**Record set**
━━━━━━━━

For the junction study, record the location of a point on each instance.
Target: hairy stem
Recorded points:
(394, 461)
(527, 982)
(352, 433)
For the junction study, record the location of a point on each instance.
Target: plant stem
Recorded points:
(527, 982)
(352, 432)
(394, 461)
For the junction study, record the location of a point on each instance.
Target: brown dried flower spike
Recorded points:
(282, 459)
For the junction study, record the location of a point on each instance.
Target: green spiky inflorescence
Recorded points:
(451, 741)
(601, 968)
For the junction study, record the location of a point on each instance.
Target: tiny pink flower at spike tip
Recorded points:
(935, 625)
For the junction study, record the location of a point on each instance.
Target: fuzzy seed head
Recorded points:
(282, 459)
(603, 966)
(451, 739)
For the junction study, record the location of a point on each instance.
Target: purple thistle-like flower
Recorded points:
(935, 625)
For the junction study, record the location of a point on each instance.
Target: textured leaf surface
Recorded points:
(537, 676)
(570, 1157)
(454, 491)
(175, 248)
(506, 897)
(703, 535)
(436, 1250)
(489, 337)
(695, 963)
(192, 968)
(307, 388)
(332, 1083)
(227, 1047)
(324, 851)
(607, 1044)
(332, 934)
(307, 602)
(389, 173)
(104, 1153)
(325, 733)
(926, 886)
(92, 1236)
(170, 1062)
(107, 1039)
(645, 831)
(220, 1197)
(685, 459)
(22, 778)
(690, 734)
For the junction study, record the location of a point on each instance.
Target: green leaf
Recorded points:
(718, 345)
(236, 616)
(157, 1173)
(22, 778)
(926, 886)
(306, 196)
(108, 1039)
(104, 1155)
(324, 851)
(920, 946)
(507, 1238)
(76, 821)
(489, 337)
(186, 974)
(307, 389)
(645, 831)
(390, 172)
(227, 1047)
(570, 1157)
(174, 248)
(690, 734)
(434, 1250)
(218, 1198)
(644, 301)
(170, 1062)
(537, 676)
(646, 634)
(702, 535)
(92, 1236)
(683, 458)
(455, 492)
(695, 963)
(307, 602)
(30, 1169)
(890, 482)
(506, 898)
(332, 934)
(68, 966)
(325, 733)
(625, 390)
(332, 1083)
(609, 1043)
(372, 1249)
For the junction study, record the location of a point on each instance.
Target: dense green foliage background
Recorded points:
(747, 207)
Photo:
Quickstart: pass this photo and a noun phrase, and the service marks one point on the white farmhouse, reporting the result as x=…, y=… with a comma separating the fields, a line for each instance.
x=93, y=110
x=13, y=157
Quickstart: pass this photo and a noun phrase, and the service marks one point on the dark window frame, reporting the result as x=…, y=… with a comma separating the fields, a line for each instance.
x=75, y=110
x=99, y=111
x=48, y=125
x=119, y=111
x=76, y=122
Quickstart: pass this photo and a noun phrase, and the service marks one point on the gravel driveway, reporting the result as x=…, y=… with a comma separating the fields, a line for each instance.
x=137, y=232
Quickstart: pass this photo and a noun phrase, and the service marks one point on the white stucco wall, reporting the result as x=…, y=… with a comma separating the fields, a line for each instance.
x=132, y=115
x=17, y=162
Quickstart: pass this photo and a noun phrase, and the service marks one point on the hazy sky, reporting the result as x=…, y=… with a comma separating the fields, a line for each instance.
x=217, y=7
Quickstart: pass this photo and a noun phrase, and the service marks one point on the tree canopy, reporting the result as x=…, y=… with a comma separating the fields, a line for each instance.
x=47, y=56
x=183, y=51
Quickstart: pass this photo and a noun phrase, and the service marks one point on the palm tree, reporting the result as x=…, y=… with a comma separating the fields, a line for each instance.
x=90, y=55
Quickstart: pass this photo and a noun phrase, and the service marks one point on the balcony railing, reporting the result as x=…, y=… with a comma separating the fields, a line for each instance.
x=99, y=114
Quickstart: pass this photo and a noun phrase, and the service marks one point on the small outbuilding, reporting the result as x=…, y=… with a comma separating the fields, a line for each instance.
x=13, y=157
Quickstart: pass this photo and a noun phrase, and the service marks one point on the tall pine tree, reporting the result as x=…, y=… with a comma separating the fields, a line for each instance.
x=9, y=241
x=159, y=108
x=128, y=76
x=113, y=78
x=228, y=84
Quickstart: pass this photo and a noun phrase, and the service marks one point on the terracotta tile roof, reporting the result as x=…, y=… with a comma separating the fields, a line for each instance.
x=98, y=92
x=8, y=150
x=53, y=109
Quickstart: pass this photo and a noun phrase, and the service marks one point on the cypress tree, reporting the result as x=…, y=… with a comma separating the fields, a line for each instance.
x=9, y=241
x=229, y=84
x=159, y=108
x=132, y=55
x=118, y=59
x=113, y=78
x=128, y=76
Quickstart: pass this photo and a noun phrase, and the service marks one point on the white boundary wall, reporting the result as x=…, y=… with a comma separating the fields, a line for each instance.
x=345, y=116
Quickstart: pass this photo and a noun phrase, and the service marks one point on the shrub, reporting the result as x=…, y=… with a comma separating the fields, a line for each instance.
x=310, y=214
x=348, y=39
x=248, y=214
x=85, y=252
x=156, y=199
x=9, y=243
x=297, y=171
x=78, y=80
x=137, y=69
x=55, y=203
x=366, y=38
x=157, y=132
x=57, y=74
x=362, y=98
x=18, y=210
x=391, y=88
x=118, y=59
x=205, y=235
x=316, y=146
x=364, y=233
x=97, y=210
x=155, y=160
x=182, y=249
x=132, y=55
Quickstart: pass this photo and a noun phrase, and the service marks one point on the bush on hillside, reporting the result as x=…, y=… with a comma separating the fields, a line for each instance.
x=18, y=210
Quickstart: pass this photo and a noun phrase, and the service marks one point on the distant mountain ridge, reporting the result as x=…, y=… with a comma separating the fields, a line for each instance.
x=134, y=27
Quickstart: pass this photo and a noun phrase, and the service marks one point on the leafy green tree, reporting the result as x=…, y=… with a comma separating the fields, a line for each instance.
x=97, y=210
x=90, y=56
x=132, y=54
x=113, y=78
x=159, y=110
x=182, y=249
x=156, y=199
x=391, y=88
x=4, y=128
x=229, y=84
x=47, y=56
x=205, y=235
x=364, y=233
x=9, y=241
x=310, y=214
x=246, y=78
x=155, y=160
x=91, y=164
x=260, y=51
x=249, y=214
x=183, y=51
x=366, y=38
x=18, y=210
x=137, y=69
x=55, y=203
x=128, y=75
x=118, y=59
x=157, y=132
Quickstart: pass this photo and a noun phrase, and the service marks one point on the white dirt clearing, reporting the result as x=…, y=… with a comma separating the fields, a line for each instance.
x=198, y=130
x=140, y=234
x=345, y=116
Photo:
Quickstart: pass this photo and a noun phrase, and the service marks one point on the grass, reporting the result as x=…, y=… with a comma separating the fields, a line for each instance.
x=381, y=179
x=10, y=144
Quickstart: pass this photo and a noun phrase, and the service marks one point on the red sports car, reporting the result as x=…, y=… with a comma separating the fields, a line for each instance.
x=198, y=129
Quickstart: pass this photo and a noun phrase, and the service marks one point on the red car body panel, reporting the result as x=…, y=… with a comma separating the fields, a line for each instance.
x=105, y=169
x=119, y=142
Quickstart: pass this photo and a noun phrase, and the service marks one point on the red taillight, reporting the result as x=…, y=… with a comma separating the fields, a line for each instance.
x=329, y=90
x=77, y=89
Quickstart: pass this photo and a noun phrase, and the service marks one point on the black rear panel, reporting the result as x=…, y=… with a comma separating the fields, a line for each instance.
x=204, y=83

━━━━━━━━

**What you should do**
Count every line that holds the word "spike" in the entries, and state the result alone.

**Worked solution**
2